Start

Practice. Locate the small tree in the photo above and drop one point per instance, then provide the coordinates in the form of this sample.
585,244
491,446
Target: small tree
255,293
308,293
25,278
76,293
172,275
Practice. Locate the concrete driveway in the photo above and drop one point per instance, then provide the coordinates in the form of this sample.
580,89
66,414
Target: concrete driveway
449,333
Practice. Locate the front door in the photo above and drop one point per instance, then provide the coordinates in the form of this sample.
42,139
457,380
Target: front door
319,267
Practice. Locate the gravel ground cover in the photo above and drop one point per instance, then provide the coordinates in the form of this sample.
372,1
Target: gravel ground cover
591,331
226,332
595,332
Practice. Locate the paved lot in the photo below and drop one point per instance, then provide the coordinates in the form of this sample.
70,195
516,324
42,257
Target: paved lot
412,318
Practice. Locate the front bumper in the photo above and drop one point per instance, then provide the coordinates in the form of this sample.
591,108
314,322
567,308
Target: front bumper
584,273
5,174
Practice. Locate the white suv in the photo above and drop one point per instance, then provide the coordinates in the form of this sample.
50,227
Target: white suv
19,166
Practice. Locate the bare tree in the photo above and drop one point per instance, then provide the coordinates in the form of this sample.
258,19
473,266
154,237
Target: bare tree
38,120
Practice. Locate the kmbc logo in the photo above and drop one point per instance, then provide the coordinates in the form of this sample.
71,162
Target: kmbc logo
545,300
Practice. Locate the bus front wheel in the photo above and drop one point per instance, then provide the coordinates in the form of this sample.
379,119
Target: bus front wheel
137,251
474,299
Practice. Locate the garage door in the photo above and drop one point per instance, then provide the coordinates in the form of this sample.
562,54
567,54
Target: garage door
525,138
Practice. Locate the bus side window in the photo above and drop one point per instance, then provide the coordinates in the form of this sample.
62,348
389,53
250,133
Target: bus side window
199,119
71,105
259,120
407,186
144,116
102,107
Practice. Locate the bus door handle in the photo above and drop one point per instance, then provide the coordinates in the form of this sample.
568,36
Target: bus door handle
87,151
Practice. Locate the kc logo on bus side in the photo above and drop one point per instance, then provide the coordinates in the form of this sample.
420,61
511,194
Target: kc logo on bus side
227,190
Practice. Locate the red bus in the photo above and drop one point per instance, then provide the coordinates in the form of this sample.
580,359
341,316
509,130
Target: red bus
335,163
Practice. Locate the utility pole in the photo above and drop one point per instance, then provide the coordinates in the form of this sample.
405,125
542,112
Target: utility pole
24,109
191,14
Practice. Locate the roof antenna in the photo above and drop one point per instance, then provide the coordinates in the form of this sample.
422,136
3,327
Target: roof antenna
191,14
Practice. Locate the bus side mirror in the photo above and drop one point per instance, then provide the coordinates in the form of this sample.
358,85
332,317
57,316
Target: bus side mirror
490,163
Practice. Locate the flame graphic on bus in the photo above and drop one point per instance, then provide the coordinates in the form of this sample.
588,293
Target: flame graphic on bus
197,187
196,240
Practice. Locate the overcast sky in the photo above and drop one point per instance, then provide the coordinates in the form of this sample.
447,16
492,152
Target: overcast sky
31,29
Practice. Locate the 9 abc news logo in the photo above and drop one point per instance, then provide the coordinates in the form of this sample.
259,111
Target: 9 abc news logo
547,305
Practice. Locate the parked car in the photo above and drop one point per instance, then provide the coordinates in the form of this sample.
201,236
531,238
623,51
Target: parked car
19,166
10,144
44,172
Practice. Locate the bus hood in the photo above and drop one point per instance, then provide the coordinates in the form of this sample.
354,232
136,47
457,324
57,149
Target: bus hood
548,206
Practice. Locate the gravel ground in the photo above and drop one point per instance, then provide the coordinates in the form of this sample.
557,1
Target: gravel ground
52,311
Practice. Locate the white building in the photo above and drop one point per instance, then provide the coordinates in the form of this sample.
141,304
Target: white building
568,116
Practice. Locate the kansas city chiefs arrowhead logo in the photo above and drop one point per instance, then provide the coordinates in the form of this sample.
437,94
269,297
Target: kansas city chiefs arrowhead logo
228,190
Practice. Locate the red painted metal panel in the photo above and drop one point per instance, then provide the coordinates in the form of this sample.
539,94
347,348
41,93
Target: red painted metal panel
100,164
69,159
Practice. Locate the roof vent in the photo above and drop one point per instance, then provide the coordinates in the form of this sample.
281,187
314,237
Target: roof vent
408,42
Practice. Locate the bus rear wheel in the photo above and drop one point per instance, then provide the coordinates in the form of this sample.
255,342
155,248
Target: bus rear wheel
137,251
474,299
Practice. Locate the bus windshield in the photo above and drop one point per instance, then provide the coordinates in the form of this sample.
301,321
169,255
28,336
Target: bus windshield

End

**What you will do**
Can you reproduce all of the records above word for word, changing nothing?

**Result**
Practice. Locate the small tree in the photo above and drop one point per instance, then provide the coordinates in the form of this sample.
585,244
491,446
Target: small tree
255,293
308,293
25,278
76,293
172,275
Practice. Locate the concrete driveway in the photo above and drop one point per instance, then provide the coordinates in the form of this sample.
580,89
66,414
Target: concrete driveway
449,333
Practice. Locate the front door in the photo above and drop one point per instance, then provide the coordinates in the form of this sample.
42,139
457,380
Target: front door
319,267
Practice. Locate the gravel ground cover in the photo above and drop one point per instance, then provide the coordinates in the form of this sample.
372,1
Target: gravel ground cover
591,331
226,332
595,332
Practice. Locate the paved lot in the photo below and drop one point per instance, then provide the coordinates in the form of this sample.
70,195
516,324
42,257
Target: paved lot
412,318
Practice. Locate the front bumper in the photo above and drop one point per instance, then provide the coordinates in the form of this sample.
591,108
314,322
567,308
Target: front bumper
584,273
5,174
Practice. Locate the white suv in the photo above and drop one point per instance, then provide the coordinates in the form of this sample.
50,227
Target: white suv
19,166
Practice. Locate the bare tree in the photo above and drop one point per instance, then provide the coordinates in the form of this sample.
258,19
473,266
154,237
Target: bare tree
38,120
Practice. Locate the kmbc logo in the photo above and drop one point per instance, then provide the coordinates in the form of this sample.
71,162
Target: kmbc logo
545,300
Practice. Locate the bus front wheel in the photo above and drop one point per instance, then provide the coordinates in the form of this sample.
379,119
Target: bus front wheel
137,251
474,299
Practice. Locate the garage door in the photo above and drop one point per instance, then provide the coordinates in the form of this sample.
562,54
567,54
Target: garage door
525,138
Practice. Locate the bus side window in the photo above and drop one point per instance, then provide the coordinates in the form of this sample.
62,348
389,53
250,133
Target: bus side window
199,119
71,105
259,120
407,186
144,116
102,107
Practice. Locate the bus door handle in the photo above and drop one point per instance, then provide the coordinates in the form of this sample.
568,36
Target: bus door handle
87,151
Practice. Locate the kc logo on bus side in the photo above and drop one point per instance, then provide the coordinates in the form of this sample.
420,61
511,194
Target: kc logo on bus side
227,190
Practice. Locate the red bus in the photo above and drop one point per instance, then provide the coordinates in the form of this sample.
580,359
341,316
509,130
Target: red bus
335,163
Practice. Locate the utility pole in the photo above and drop one point per instance, then provide the coordinates in the form of this sample.
405,125
542,112
Target: utility pole
24,109
191,14
Practice. Locate the roof antenna in the photo above and drop one point per instance, then provide the coordinates in the form of this sample.
422,136
3,327
Target: roof antenna
191,14
Practice. Locate the bus side mirror in the photo above and drop one point per instance, then provide the coordinates in the form of this sample.
358,85
332,317
57,316
Target: bus side mirror
490,163
Practice. Locate the flame graphic on bus in the photo above and drop one point per instance, then provide the coordinates in the form of this sample.
588,293
Target: flame graphic on bus
197,187
196,240
Practice. Locate the overcast sky in the photo above and drop one point per instance, then provide the coordinates in the form of this sample.
447,16
492,152
Target: overcast sky
31,29
Practice. Locate the 9 abc news logo in the photo above and drop one point per instance, then provide the coordinates in the form of this sample.
259,111
Target: 9 abc news logo
547,305
Practice. Locate the parked car in the photo above and drop one point per instance, then provide the coordinates in the form of this sample.
201,236
531,238
623,51
Target: parked car
19,166
10,144
44,172
Practice. Locate the bus hood in the photo above and drop one point per instance, then provide the coordinates in the form of this sample.
354,232
136,47
457,324
57,149
Target: bus hood
548,206
Practice. Locate the gravel ground in the photo above and drop one point per instance, then provide the coordinates in the form of this sample.
557,1
Target: gravel ground
52,311
Practice. Locate the white building in the photo above and drop one point per instance, then provide the coordinates in the form of this sample.
141,304
Target: white building
568,116
Practice. Locate the kansas city chiefs arrowhead logo in the photo above and drop one point per instance, then provide the coordinates in the form of this sample.
437,94
269,297
Target: kansas city chiefs arrowhead logo
228,190
Practice. Locate the red painted metal panel in the photo above and drop one point per instance, then provide the coordinates in the form of this sample.
539,94
347,348
41,93
Target: red painted metal panel
100,164
69,159
Practice. Locate the roof vent in the photo above and drop one point per instance, then provide the coordinates in the form of this sample.
281,187
314,237
Target: roof vent
408,42
Practice. Locate the bus rear wheel in the photo above and drop one point per instance, then provide the coordinates in the form of this sample.
255,342
155,248
Target: bus rear wheel
137,251
474,299
Practice. Locate the bus windshield in the photo above and drop one point per instance, then provide the coordinates in the form of this sample.
301,321
169,255
28,336
Target: bus windshield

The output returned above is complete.